## [Written exercise]
Rewrite the entries from the line containing "shirt collar, the" through the line containing "(251, 1086)", changing "thickest part" to "widest part" and leaving everything else as it is. Give back only those lines.

## [Supplied entries]
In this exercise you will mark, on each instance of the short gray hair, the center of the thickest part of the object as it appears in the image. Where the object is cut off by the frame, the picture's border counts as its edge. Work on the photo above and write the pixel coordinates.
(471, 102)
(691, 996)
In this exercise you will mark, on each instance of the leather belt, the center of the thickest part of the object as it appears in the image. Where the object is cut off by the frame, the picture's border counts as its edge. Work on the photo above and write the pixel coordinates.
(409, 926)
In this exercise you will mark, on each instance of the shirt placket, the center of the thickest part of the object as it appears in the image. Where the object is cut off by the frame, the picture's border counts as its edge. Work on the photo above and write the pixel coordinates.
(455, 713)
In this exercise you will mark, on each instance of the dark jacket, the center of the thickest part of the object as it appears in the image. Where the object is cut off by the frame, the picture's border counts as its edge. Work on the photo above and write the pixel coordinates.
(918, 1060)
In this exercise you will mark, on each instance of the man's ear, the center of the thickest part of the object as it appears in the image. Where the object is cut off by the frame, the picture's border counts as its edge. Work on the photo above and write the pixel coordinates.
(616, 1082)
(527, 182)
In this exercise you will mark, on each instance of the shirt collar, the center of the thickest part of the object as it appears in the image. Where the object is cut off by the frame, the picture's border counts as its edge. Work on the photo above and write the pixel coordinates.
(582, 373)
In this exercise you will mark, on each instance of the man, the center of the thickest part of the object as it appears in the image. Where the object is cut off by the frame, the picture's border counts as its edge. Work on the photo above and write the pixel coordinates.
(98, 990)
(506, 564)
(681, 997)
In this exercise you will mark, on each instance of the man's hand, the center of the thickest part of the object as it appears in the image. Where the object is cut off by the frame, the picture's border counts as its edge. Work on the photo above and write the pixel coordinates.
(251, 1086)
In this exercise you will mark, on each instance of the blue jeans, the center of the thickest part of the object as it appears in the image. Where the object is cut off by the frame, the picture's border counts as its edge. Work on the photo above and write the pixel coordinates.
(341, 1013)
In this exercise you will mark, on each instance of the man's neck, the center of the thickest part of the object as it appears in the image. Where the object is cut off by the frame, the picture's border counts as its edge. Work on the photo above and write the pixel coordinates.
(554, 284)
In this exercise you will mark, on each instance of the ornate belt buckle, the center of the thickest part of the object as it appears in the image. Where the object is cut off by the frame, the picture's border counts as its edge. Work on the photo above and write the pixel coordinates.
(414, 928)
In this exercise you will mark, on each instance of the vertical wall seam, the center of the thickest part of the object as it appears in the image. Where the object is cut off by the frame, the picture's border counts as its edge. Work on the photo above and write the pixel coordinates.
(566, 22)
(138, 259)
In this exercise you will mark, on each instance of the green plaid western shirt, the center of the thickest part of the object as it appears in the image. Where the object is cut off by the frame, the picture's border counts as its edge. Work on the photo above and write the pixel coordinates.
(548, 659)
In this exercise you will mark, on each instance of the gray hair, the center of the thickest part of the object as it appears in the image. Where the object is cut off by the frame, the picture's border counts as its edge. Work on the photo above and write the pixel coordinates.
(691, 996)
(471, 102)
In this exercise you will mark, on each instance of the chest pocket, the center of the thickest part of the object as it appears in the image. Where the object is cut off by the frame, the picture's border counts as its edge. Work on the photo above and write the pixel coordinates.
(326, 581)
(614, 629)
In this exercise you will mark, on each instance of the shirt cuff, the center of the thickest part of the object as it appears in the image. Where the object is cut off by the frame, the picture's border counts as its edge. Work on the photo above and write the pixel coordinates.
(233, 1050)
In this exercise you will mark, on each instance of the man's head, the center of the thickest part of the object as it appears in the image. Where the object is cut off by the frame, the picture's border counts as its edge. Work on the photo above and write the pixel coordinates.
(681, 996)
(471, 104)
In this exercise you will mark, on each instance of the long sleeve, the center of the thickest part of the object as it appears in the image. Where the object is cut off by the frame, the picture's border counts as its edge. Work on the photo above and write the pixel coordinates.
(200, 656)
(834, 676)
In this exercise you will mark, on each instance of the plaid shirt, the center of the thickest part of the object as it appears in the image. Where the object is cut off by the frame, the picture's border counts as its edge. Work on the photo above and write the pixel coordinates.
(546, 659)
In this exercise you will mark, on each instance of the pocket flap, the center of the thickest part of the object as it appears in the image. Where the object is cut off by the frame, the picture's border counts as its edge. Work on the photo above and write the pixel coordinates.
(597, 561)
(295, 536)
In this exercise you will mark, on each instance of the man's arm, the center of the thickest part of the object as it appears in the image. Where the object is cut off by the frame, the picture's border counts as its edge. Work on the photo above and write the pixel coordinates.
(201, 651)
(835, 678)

==

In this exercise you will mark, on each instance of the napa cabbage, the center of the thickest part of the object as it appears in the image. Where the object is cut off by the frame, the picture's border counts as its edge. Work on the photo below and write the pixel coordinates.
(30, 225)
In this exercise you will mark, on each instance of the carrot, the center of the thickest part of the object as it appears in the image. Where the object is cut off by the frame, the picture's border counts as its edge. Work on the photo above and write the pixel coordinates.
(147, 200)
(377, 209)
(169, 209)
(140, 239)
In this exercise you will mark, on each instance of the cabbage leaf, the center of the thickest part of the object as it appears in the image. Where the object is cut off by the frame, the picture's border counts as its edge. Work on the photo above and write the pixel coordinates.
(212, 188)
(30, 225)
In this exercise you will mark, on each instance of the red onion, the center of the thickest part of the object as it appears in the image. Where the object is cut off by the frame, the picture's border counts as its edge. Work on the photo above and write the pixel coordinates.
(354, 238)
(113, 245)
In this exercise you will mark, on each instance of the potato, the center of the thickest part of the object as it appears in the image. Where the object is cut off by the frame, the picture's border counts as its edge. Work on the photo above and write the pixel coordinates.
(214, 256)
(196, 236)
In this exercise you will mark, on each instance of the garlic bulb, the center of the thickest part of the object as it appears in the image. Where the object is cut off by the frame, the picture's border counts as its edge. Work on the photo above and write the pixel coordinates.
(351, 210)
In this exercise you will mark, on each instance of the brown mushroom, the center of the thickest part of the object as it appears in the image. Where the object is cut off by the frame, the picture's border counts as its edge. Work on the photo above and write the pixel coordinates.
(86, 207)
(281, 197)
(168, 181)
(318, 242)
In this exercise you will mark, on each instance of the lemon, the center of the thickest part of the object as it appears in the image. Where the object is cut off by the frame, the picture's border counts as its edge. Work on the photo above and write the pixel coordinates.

## [Written reply]
In this exercise you will mark, on each instance of the shirt collar, the center of the widest part of the object as it appears in the image. Where the object is cut off by the frame, the picture's border counts as its edge. Work on the photo above and write the pixel coordinates.
(582, 373)
In this exercise you will mark, on each instance of the man, the center of the widest part of the object as it appears in the image. Where the object is cut off by the frame, the picture's border counts as its edge. Work on the photo above and write the pixel coordinates.
(98, 990)
(506, 564)
(681, 997)
In this exercise you will mark, on each instance of the man's hand, the center of the widest part of the object as it appears in the image. Where the object is cut off by the frame, the picture's border counts as its edge. Work on the photo above and write the pixel coordinates.
(251, 1086)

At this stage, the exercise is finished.